■ EXERCISE INSTRUCTIONS:
A. Answer these questions from the knee replacement account, labeling each answer (i), (ii) and (iii):
(i) How many weeks was the writer out of work?
(ii) Which two aids did the writer need for walking?
(iii) By about how much did the writer's height increase?
B. Copy the knee replacement account from "Got both my" up to and including "chair and commode).", replacing "wheeled walker" with "rollator".

··· EXCERPT PROVIDED ···

Got both my knees replaced in late August — and both at the same time. Yes, I only had one surgery, one hospital stay and one course of rehabilitation, but the pain was just awful, and I needed help walking (cane and wheeled walker) and, ahem, sitting (shower chair and commode).

My recovery was longer and harder than I’d expected. I was out of work for 11 weeks, sidelined for 3 issues of Outpatient Surgery and our OR Excellence Conference in October. Due to a misunderstanding on my part, I got a late start on physical therapy, but the threat of manipulation under anesthesia kicked my PT into high gear.

As I write this 3 months post-op, I marvel at my before-and-after X-rays. My femur and tibia, bowlegged as croquet wickets in the pre-op film, are now as ramrod straight as football goal posts. An unexpected bonus: I’m a half-inch or so taller. My knee cartilage had totally worn down so that I was bone-on-bone, the end of my femur sitting precariously on my tibia. Not only did surgery straighten my legs out, but the implants created joint space where the cartilage used to be.

··· GIVEN ENTRIES ···

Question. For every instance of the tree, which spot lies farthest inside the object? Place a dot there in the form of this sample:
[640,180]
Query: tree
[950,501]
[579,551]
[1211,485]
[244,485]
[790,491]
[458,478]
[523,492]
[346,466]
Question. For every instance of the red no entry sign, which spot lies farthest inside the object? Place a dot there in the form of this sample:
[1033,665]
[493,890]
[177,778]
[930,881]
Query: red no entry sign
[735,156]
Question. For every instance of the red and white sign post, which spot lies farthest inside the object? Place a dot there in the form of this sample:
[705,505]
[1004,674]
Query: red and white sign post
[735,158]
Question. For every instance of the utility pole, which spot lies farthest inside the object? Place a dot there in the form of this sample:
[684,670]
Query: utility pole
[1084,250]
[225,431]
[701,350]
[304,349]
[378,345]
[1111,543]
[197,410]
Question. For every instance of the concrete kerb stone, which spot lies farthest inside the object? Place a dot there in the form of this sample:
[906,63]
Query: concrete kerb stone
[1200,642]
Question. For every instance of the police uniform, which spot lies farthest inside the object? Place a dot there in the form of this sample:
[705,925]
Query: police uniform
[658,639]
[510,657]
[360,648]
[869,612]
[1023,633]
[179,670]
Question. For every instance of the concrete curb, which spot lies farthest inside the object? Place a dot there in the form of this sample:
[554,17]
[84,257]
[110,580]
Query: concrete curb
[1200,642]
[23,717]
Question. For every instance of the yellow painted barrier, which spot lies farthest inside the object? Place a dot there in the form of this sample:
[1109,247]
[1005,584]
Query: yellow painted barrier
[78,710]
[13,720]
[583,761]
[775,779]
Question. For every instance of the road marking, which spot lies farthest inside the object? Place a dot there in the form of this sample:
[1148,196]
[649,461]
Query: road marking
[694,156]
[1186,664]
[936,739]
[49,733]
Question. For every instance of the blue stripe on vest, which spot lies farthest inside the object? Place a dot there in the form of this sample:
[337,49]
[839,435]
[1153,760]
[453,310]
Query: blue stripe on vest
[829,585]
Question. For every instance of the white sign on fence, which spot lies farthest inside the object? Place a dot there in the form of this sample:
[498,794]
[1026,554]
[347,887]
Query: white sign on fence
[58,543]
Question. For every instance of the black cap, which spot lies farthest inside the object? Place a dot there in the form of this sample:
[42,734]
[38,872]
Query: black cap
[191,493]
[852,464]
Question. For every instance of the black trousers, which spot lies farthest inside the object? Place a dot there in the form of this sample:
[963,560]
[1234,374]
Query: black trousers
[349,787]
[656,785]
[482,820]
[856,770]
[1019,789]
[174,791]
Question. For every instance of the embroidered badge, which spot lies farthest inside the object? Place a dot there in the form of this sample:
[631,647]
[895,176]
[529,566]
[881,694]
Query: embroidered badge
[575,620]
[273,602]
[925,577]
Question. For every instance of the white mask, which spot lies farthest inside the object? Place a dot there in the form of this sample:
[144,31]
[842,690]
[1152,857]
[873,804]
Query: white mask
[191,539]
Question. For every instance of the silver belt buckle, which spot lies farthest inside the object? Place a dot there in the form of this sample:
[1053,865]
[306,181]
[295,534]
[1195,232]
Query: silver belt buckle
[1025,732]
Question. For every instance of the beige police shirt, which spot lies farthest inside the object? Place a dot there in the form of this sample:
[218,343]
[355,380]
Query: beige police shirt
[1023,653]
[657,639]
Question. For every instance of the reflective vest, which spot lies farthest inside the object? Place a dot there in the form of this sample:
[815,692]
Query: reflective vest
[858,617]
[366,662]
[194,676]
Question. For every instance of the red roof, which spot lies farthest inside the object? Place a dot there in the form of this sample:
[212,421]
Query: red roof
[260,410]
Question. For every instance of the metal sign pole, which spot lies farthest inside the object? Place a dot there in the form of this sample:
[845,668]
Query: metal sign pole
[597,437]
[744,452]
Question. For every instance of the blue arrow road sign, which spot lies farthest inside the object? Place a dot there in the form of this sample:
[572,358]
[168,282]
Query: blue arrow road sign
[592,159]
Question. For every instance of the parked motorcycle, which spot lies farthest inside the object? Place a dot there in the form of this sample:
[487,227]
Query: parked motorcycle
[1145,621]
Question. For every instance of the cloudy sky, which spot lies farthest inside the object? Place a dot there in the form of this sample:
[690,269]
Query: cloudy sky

···

■ ANSWER SECTION:
A.
(i) 11 weeks
(ii) A cane and a wheeled walker
(iii) A half-inch or so

B.
Got both my knees replaced in late August — and both at the same time. Yes, I only had one surgery, one hospital stay and one course of rehabilitation, but the pain was just awful, and I needed help walking (cane and rollator) and, ahem, sitting (shower chair and commode).